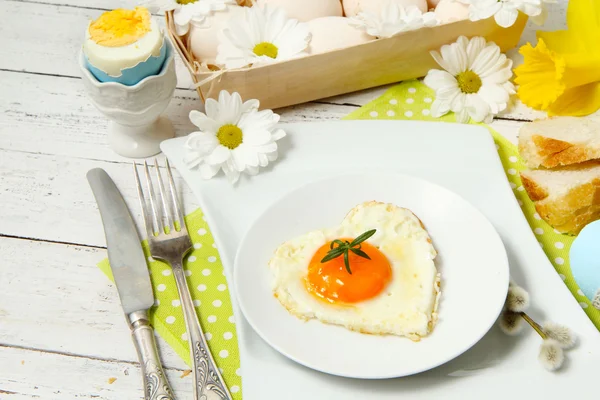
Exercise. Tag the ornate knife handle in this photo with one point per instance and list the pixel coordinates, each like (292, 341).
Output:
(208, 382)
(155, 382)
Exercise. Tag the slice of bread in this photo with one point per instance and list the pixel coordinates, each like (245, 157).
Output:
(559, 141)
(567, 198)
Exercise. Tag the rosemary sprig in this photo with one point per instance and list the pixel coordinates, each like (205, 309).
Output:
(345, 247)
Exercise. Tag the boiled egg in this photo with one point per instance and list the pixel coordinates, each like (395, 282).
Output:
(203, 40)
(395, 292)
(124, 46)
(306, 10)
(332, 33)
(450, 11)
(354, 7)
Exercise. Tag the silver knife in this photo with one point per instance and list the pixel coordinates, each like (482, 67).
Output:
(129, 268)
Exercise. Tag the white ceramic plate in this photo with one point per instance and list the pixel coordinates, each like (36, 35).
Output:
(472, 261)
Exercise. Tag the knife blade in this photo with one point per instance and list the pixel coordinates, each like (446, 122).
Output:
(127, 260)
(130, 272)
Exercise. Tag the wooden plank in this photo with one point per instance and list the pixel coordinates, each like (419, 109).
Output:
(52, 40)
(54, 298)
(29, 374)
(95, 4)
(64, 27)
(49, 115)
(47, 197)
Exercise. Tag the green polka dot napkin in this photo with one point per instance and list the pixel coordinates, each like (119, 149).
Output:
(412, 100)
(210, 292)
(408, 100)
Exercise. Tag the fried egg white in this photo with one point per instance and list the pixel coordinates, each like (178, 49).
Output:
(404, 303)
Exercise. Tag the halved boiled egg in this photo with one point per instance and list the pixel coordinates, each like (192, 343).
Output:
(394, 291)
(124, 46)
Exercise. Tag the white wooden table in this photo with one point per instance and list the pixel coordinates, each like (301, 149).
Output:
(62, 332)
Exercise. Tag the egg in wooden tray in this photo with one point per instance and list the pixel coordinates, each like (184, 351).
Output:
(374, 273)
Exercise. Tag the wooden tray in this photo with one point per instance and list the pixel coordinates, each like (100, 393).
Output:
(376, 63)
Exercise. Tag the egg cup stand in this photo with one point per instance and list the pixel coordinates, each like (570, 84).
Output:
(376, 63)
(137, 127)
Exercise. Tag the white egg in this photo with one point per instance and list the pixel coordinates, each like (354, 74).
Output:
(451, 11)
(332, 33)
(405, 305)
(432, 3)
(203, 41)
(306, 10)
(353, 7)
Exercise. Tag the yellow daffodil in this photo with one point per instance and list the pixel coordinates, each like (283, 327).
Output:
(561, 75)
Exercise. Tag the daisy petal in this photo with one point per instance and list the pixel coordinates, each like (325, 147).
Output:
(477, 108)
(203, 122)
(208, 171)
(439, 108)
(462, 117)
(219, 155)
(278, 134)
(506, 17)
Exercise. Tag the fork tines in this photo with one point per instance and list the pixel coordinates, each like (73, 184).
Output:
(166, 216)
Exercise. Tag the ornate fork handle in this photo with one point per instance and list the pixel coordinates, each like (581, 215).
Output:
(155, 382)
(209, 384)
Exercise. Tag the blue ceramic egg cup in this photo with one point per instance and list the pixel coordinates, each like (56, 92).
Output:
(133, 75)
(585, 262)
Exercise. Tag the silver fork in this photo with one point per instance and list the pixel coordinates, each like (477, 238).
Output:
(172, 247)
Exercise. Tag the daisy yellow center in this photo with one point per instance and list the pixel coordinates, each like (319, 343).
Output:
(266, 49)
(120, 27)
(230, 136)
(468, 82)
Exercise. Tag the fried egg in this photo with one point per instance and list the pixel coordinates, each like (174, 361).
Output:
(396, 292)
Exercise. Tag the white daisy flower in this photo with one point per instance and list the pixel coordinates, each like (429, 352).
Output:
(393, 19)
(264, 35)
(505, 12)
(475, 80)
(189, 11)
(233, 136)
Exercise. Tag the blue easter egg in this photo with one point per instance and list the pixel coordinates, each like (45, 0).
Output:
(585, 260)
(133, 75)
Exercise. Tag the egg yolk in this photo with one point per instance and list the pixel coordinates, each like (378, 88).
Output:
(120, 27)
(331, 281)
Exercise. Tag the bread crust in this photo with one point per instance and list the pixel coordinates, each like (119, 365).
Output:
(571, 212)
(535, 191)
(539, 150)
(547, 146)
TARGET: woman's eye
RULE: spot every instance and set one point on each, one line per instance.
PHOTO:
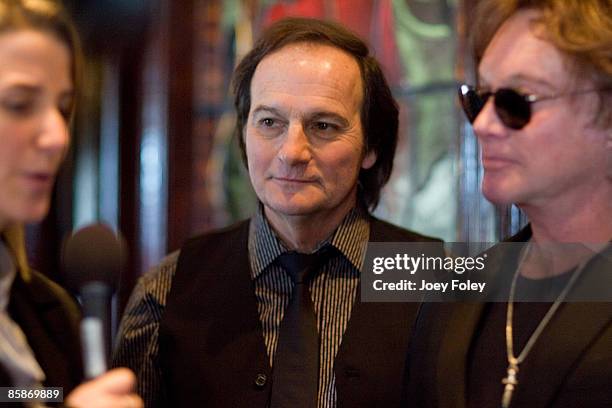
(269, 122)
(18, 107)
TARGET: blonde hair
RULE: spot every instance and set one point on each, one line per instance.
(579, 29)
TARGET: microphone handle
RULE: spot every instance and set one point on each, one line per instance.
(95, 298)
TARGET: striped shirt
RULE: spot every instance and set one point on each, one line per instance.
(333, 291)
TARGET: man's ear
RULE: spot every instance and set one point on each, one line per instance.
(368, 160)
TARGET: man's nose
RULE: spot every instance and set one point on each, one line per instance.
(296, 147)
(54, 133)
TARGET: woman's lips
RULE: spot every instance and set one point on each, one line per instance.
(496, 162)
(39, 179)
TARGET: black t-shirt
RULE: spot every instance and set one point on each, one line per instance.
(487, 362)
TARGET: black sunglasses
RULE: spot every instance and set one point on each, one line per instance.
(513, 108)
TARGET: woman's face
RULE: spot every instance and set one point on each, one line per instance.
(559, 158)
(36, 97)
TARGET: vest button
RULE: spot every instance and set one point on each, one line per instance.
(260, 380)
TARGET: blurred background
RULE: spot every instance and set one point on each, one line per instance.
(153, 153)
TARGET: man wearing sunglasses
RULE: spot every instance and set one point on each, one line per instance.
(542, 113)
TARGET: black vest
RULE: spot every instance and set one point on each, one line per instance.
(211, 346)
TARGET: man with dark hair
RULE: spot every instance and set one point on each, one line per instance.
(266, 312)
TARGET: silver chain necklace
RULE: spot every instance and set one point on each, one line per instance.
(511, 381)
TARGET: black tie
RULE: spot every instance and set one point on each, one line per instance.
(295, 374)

:::::

* DESCRIPTION OF THE TASK *
Go through the entries above and copy every line containing "silver".

* TASK ANSWER *
Exercise. Tag the silver knife in this photo with one point per instance and list the pixel coordinates, each like (482, 67).
Exercise. Tag the silver fork in this photo with one point per instance and list the pixel coordinates, each like (477, 238).
TARGET: silver chain necklace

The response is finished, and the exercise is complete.